SOURCE MATERIAL: Begin
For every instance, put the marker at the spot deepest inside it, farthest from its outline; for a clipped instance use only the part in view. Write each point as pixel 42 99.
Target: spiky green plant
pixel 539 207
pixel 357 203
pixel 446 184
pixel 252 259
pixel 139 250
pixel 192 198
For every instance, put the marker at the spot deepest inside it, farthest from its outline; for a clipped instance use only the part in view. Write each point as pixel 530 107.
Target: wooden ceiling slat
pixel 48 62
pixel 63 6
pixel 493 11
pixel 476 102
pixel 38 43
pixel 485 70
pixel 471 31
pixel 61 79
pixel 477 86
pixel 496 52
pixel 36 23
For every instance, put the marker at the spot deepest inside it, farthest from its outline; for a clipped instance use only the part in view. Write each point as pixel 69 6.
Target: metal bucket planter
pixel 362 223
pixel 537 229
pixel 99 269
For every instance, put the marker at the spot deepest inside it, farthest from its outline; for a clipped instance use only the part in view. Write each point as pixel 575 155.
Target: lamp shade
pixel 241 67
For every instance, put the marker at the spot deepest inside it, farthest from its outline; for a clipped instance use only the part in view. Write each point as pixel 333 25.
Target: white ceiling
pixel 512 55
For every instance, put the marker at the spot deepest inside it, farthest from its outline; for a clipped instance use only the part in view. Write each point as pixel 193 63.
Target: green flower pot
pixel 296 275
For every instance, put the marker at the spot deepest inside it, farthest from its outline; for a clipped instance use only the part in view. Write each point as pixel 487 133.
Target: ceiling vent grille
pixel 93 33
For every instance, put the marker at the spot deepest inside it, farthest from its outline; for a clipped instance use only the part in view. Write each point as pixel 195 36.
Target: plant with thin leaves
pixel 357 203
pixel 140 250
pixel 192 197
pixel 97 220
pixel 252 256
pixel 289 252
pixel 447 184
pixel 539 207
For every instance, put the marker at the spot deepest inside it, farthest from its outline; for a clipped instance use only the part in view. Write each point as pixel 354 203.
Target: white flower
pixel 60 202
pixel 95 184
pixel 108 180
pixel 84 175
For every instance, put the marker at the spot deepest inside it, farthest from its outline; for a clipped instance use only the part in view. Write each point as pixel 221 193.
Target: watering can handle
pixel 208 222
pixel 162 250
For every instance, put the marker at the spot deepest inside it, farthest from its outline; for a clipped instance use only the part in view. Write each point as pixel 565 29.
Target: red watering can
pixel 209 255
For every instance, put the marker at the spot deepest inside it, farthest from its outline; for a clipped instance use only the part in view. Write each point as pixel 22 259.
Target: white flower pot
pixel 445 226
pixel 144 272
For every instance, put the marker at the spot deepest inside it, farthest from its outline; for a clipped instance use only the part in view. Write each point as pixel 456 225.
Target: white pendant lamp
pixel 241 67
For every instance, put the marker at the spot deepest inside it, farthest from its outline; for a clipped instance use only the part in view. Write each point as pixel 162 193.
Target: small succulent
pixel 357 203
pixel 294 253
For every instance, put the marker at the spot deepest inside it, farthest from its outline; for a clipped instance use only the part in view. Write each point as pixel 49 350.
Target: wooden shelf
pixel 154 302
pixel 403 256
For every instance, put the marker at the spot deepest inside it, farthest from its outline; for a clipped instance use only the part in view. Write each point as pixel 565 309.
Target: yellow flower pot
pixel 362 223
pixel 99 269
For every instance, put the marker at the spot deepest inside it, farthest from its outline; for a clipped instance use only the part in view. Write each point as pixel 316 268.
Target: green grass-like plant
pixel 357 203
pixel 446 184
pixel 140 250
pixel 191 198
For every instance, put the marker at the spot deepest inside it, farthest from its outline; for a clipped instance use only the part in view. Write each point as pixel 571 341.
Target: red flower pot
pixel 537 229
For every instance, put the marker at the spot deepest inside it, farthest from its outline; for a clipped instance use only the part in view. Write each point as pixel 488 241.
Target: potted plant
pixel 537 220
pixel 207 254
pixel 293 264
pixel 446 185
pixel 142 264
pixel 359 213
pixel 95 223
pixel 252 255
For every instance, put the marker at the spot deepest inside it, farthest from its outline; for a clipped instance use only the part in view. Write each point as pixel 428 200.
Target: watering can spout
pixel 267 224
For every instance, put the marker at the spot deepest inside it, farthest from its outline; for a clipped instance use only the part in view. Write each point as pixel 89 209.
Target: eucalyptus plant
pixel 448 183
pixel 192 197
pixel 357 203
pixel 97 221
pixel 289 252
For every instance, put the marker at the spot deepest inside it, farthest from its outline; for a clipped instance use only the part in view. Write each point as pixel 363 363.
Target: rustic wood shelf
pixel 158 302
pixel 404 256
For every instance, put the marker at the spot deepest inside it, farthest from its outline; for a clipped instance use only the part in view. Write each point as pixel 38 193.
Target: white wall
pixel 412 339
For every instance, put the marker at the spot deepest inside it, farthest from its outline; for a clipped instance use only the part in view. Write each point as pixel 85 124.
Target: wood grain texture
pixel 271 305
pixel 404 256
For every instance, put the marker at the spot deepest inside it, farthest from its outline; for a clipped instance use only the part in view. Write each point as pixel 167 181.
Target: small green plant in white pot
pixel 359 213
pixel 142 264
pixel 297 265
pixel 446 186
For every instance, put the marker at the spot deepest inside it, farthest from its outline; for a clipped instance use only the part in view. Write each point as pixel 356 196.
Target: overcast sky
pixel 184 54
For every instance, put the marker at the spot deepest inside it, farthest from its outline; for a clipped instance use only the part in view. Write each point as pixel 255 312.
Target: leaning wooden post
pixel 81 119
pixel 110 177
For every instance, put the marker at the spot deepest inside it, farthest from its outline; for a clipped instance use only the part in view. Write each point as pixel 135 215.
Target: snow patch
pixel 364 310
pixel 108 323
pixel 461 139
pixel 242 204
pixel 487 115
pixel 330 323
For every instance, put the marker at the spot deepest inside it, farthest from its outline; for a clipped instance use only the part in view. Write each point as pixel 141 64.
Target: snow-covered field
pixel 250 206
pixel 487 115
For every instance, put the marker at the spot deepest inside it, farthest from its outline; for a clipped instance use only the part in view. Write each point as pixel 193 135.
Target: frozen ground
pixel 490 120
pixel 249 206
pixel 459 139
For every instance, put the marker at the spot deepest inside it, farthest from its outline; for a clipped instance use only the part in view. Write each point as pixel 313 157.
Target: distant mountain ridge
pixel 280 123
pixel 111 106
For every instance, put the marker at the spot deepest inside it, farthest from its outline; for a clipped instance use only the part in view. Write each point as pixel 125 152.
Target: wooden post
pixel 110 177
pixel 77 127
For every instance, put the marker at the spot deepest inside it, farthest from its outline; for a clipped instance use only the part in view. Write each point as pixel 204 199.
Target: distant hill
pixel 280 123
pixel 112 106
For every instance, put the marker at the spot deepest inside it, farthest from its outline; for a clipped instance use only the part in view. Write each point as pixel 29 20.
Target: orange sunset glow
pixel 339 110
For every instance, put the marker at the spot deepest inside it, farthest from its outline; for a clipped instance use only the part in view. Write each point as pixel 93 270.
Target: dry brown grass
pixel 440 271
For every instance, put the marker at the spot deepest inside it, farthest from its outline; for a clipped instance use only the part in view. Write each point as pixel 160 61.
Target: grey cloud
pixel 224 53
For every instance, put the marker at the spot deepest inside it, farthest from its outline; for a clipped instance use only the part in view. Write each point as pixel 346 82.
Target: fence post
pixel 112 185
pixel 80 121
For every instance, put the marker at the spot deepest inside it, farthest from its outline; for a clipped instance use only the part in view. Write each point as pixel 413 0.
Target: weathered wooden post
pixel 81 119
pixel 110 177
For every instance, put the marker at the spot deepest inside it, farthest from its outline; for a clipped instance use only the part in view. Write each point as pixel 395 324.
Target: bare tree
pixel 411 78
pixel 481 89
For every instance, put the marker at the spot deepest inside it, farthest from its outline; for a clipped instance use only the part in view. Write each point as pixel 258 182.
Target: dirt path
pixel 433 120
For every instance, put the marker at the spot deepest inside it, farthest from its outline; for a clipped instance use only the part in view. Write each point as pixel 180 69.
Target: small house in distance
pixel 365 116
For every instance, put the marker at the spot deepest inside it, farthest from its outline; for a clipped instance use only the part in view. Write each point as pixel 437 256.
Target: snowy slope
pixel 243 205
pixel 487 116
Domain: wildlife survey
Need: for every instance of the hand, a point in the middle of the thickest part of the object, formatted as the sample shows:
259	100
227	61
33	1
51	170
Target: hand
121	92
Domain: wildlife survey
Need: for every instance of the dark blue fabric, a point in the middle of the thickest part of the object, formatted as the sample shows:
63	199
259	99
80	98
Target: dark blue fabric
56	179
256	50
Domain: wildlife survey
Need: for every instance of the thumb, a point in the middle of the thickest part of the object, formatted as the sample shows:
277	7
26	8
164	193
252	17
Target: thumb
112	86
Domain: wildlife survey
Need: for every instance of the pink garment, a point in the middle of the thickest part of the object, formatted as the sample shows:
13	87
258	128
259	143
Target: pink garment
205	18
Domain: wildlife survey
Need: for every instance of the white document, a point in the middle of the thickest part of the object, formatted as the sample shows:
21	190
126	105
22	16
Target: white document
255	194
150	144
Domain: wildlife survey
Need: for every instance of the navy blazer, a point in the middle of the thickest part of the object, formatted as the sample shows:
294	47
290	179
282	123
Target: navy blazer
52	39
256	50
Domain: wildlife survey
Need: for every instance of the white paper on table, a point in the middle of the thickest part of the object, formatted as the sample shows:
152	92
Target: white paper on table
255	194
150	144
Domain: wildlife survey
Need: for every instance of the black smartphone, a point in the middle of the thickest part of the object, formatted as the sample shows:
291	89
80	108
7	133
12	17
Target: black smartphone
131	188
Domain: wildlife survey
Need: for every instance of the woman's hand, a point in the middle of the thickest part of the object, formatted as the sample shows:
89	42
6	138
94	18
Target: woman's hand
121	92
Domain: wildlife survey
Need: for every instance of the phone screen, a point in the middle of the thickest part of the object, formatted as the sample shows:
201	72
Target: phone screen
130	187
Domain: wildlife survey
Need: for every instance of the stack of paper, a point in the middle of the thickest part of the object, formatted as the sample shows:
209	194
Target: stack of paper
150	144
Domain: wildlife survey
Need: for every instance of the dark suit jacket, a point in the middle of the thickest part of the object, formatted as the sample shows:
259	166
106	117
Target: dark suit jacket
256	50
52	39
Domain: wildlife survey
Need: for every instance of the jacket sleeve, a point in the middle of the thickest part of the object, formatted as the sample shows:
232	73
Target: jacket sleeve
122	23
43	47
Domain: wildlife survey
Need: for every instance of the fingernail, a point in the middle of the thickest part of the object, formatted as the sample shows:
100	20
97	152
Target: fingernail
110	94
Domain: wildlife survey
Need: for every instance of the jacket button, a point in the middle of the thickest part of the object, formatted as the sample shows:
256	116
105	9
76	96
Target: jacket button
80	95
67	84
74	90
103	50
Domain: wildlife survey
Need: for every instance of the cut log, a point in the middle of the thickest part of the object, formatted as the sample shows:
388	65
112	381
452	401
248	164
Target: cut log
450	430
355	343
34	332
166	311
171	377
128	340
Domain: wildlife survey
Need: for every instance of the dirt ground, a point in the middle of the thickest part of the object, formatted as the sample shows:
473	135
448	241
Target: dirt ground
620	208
SOURCE MATERIAL: End
- **WHAT IS BEING ASKED**
There is a run of lines above from the one with "Target: lamp shade" to the one with "pixel 193 63."; print exactly that run, both ends included, and nothing else.

- **EXERCISE OUTPUT**
Target: lamp shade
pixel 241 67
For every instance, put the marker at the spot deepest inside it, farthest from its outline; for a clipped instance use only the part in view. Write each point as pixel 333 25.
Target: white ceiling
pixel 512 55
For every instance, put the marker at the spot deepest inside it, farthest from its outline; for a clipped instance use only the part in view. Write each point as pixel 193 63.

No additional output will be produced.